Task details
Copy each line of the records below that contains the string "positive".

Data records
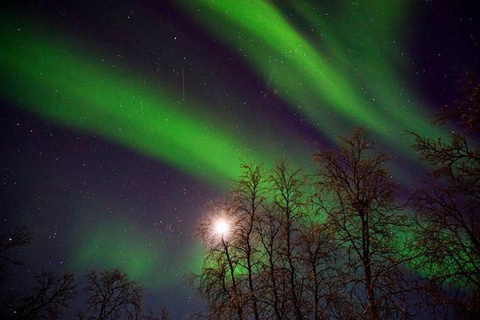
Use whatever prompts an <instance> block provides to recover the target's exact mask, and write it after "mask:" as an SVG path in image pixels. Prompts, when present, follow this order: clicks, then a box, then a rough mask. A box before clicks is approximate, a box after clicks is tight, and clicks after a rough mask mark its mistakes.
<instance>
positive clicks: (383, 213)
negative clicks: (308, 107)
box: [316, 128, 411, 320]
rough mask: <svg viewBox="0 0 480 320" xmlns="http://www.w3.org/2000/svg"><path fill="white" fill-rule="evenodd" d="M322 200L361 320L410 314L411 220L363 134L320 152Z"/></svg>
mask: <svg viewBox="0 0 480 320" xmlns="http://www.w3.org/2000/svg"><path fill="white" fill-rule="evenodd" d="M316 160H317V161H318V163H319V166H320V170H319V182H318V183H319V191H320V192H319V195H320V197H319V199H320V200H319V201H320V205H321V207H323V209H324V210H325V212H326V214H327V221H326V223H327V224H328V225H329V228H330V230H331V232H332V233H333V234H334V235H335V238H336V241H338V243H340V244H342V245H343V246H344V247H345V249H346V255H345V270H346V271H347V273H348V274H349V275H350V276H349V277H348V278H347V279H345V280H346V281H345V284H346V285H347V286H348V289H349V291H350V294H351V297H352V299H353V300H352V301H356V302H357V303H359V304H360V305H361V308H360V313H359V314H358V315H357V317H366V318H371V319H374V320H378V319H382V318H392V317H403V316H404V315H405V314H406V310H405V308H406V304H407V302H406V297H405V295H404V294H405V292H406V291H405V290H406V287H405V286H404V285H405V284H406V281H405V278H404V276H403V272H402V265H403V263H405V262H406V261H408V260H409V259H411V257H409V256H408V252H409V248H408V247H407V243H408V242H407V241H402V239H401V238H400V237H399V236H398V235H399V234H406V231H407V230H408V228H409V227H410V224H409V222H408V221H409V216H408V215H405V214H401V211H400V209H401V207H400V206H399V205H398V204H397V202H396V200H395V185H394V183H393V182H392V180H391V178H390V175H389V173H388V171H387V169H386V161H387V157H386V156H385V155H384V154H382V153H377V152H375V150H374V149H373V143H372V141H370V140H369V139H368V136H367V134H366V132H365V130H363V129H361V128H358V129H356V130H355V131H354V132H353V133H352V134H351V136H350V137H348V138H343V137H340V138H339V148H338V149H333V150H328V151H320V152H319V153H318V154H317V156H316Z"/></svg>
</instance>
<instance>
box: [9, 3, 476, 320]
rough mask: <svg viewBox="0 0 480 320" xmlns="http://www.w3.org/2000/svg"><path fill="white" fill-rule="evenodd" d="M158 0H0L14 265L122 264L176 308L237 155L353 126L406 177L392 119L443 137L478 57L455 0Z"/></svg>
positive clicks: (397, 136)
mask: <svg viewBox="0 0 480 320" xmlns="http://www.w3.org/2000/svg"><path fill="white" fill-rule="evenodd" d="M157 2H158V1H138V2H130V1H119V2H111V3H110V2H104V3H97V2H95V1H82V2H80V1H79V2H78V3H77V2H75V1H73V2H67V3H63V4H58V3H55V2H50V1H46V2H42V3H40V2H35V1H34V2H30V1H24V2H23V1H7V2H6V3H5V4H2V5H1V6H2V10H1V11H0V12H1V13H0V17H1V19H2V22H1V28H0V43H1V49H0V74H1V77H2V78H1V79H2V80H1V85H0V99H1V103H2V129H1V133H2V134H1V142H0V143H1V146H2V147H1V148H2V161H1V169H2V176H1V182H2V184H1V185H2V231H3V230H8V229H10V228H11V227H12V226H14V225H17V224H24V225H26V226H28V227H29V228H31V229H32V232H33V235H34V239H35V241H34V242H33V243H32V245H31V246H30V247H29V248H26V249H25V256H26V257H27V260H29V261H28V264H27V268H26V269H25V272H27V273H29V272H35V270H38V269H42V268H53V269H56V270H62V269H63V268H66V269H72V270H74V271H75V272H77V273H79V274H81V273H85V272H87V271H88V270H89V269H91V268H106V267H120V268H124V270H125V271H126V272H127V273H129V274H131V275H132V277H134V278H135V279H137V280H138V281H140V282H141V283H142V284H143V285H145V286H147V287H149V289H148V297H149V299H150V300H151V301H152V303H157V301H160V303H159V304H160V305H166V306H168V307H169V308H170V309H171V310H172V311H173V314H174V318H177V317H178V318H182V317H183V316H184V315H185V314H187V313H189V312H193V311H195V309H196V308H198V307H199V306H201V304H200V303H199V302H198V301H197V300H196V298H195V297H194V292H193V290H192V289H189V288H188V286H187V284H186V283H185V274H186V273H187V272H189V271H191V270H195V268H197V267H198V264H199V257H200V256H201V251H200V250H201V249H200V245H199V243H198V241H197V240H196V239H195V236H194V235H193V233H192V230H193V228H194V227H195V225H196V224H197V223H198V220H199V219H200V217H201V216H202V214H205V212H204V211H205V209H206V207H205V203H206V202H208V201H209V200H215V199H217V198H221V197H222V194H223V193H224V192H225V191H227V190H228V186H229V181H231V180H232V179H235V178H236V177H237V176H238V174H239V172H240V171H239V164H240V163H241V162H242V161H254V162H261V163H265V164H266V165H267V166H268V165H271V164H272V163H273V162H274V161H275V160H276V159H279V158H285V159H286V160H288V161H289V162H291V163H292V164H294V165H298V166H300V165H301V166H305V167H307V169H308V170H313V163H312V161H311V156H312V154H313V153H314V151H315V150H316V149H317V148H319V147H323V146H332V145H333V144H334V141H335V138H336V136H337V135H338V134H345V133H346V132H348V131H350V130H351V129H352V128H353V127H355V126H365V127H366V128H367V129H368V130H369V131H370V133H371V135H372V136H373V137H374V138H375V139H378V142H379V144H380V145H381V146H382V147H383V148H384V149H385V151H386V152H388V153H389V155H390V156H391V157H392V158H393V159H394V161H393V163H392V165H393V169H394V170H393V174H394V175H395V178H396V179H398V180H401V181H411V180H412V179H413V178H412V177H411V175H413V174H415V172H416V170H417V169H416V165H417V159H416V157H415V154H414V153H413V152H412V151H411V150H410V149H409V144H410V143H411V141H410V138H409V137H408V135H407V134H406V131H416V132H418V133H420V134H423V135H426V136H432V137H435V136H438V135H441V134H442V132H440V131H439V130H438V129H436V127H434V126H433V125H431V123H430V120H431V118H430V117H432V115H433V114H434V113H435V111H436V110H438V109H439V108H441V107H443V106H444V105H445V104H448V103H450V102H451V101H452V100H453V99H454V98H455V85H456V80H458V78H457V76H459V75H460V74H461V73H462V72H463V71H464V69H466V68H469V69H471V70H473V72H475V73H477V74H478V72H479V70H478V65H479V63H478V57H479V56H480V55H479V54H478V53H479V48H478V41H479V40H478V37H479V28H480V27H479V21H478V18H477V17H476V16H475V15H474V13H473V12H474V11H475V10H473V8H471V7H469V6H468V5H467V3H466V2H465V3H463V2H460V3H459V4H457V5H456V6H453V7H449V6H447V5H446V4H441V3H431V2H428V1H426V2H419V1H407V0H395V1H391V2H385V1H338V2H331V1H325V2H321V3H317V2H316V1H293V0H292V1H285V2H277V1H260V0H257V1H253V0H248V1H241V2H239V1H230V0H223V1H218V0H217V1H207V0H195V1H187V0H177V1H173V0H172V1H159V2H158V3H157ZM472 6H473V5H472ZM179 301H180V302H179Z"/></svg>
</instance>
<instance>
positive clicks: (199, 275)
mask: <svg viewBox="0 0 480 320" xmlns="http://www.w3.org/2000/svg"><path fill="white" fill-rule="evenodd" d="M208 211H209V212H208V214H207V215H206V216H205V217H204V219H202V221H201V223H200V225H199V226H198V228H197V233H198V236H199V238H200V239H201V240H202V244H203V247H204V252H205V253H204V254H205V256H204V258H203V266H202V269H201V272H200V273H199V274H192V275H191V276H190V279H189V282H190V284H191V285H192V286H194V287H195V288H196V290H197V293H198V295H199V296H200V298H202V299H204V300H205V301H206V302H207V306H208V313H207V314H201V315H198V316H199V317H200V318H206V319H243V318H244V306H245V300H244V296H243V293H242V290H241V289H242V288H241V287H240V284H241V283H242V281H240V277H241V275H240V264H239V253H238V250H237V249H236V248H235V246H234V245H233V243H234V242H235V241H237V239H236V235H237V234H238V230H237V226H238V225H237V222H238V220H237V217H236V216H235V215H234V210H233V209H232V207H231V203H228V202H227V203H226V204H223V205H218V204H213V203H211V204H210V205H209V209H208ZM220 222H221V223H228V226H229V230H228V231H225V232H223V231H219V230H217V229H216V226H217V224H218V223H220Z"/></svg>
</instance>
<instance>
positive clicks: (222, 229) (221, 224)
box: [214, 219, 230, 236]
mask: <svg viewBox="0 0 480 320" xmlns="http://www.w3.org/2000/svg"><path fill="white" fill-rule="evenodd" d="M214 230H215V233H216V234H219V235H221V236H225V235H227V234H228V231H230V225H229V224H228V222H227V221H225V220H224V219H219V220H217V222H215V225H214Z"/></svg>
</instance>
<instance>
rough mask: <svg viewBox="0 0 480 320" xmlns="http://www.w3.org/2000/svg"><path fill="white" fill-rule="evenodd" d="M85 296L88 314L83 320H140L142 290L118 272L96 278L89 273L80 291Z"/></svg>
mask: <svg viewBox="0 0 480 320" xmlns="http://www.w3.org/2000/svg"><path fill="white" fill-rule="evenodd" d="M83 292H84V293H85V294H86V296H87V299H88V300H87V307H88V308H87V313H86V314H80V315H79V317H80V318H82V319H96V320H110V319H112V320H113V319H127V318H128V319H140V318H141V300H142V293H143V289H142V288H141V287H140V286H139V285H138V284H137V283H136V282H135V281H131V280H130V279H129V278H128V275H127V274H125V273H123V272H121V271H120V270H118V269H112V270H106V271H103V272H101V273H100V274H97V272H96V271H91V272H90V273H89V274H88V275H87V283H86V286H85V288H84V290H83Z"/></svg>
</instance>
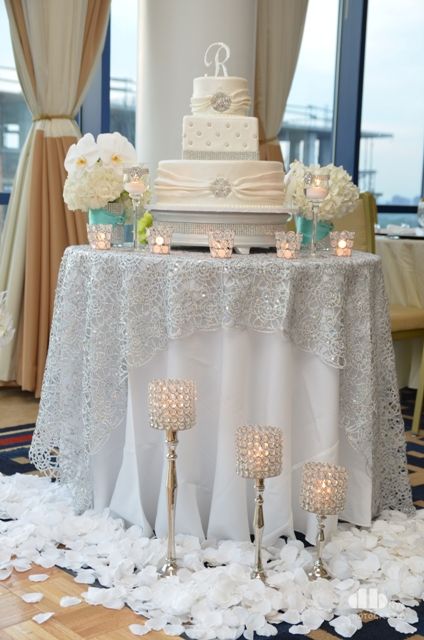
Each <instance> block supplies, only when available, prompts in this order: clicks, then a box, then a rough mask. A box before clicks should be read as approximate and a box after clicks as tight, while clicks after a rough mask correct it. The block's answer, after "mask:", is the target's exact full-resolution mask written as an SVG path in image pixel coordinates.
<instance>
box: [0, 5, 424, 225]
mask: <svg viewBox="0 0 424 640" xmlns="http://www.w3.org/2000/svg"><path fill="white" fill-rule="evenodd" d="M367 13H368V0H354V1H353V0H339V24H338V34H337V59H336V67H335V96H334V111H333V113H334V119H333V127H334V132H333V162H334V163H335V164H336V165H343V167H344V168H345V169H346V171H348V172H349V173H350V174H351V175H352V178H353V181H354V182H355V184H358V174H359V147H360V139H361V138H360V136H361V118H362V94H363V81H364V64H365V45H366V27H367ZM110 55H111V19H110V17H109V24H108V27H107V33H106V39H105V44H104V48H103V52H102V55H101V59H100V61H99V64H98V65H97V69H96V71H95V73H94V76H93V79H92V83H91V85H90V88H89V90H88V92H87V95H86V98H85V100H84V103H83V105H82V107H81V109H80V113H79V114H78V117H77V121H78V124H79V126H80V129H81V132H82V133H83V134H84V133H87V132H91V133H92V134H93V135H94V136H97V135H98V134H99V133H105V132H108V131H110V67H111V62H110ZM421 193H424V148H423V175H422V181H421ZM9 198H10V194H9V193H8V192H0V205H7V204H8V203H9ZM416 209H417V208H416V206H415V205H402V206H400V205H382V204H379V205H378V211H379V213H399V212H402V213H412V214H414V213H416Z"/></svg>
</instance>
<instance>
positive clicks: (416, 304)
mask: <svg viewBox="0 0 424 640" xmlns="http://www.w3.org/2000/svg"><path fill="white" fill-rule="evenodd" d="M376 251H377V253H378V255H379V256H381V260H382V266H383V274H384V282H385V286H386V291H387V296H388V298H389V301H390V302H391V303H392V304H401V305H407V306H411V307H419V308H421V309H424V239H423V240H413V239H410V238H386V237H381V236H377V237H376ZM422 350H423V339H422V338H415V339H414V340H402V341H398V342H396V343H395V356H396V371H397V378H398V385H399V388H402V387H410V388H411V389H416V388H417V386H418V375H419V368H420V363H421V354H422Z"/></svg>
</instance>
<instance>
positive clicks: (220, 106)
mask: <svg viewBox="0 0 424 640" xmlns="http://www.w3.org/2000/svg"><path fill="white" fill-rule="evenodd" d="M211 106H212V109H214V111H219V112H220V113H223V112H224V111H228V109H229V108H230V107H231V98H230V96H229V95H228V94H226V93H224V92H223V91H217V92H216V93H214V94H213V96H212V98H211Z"/></svg>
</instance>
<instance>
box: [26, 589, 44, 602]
mask: <svg viewBox="0 0 424 640" xmlns="http://www.w3.org/2000/svg"><path fill="white" fill-rule="evenodd" d="M43 598H44V595H43V594H42V593H39V592H37V591H31V592H30V593H24V594H22V595H21V599H22V600H23V601H24V602H28V603H29V604H33V603H34V602H40V600H42V599H43Z"/></svg>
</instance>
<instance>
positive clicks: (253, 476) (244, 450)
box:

Response
positive clicks: (383, 213)
positive clicks: (397, 136)
positive clicks: (199, 275)
positive clicks: (222, 229) (221, 224)
positive clicks: (416, 304)
positive clicks: (220, 106)
positive clicks: (253, 476) (244, 450)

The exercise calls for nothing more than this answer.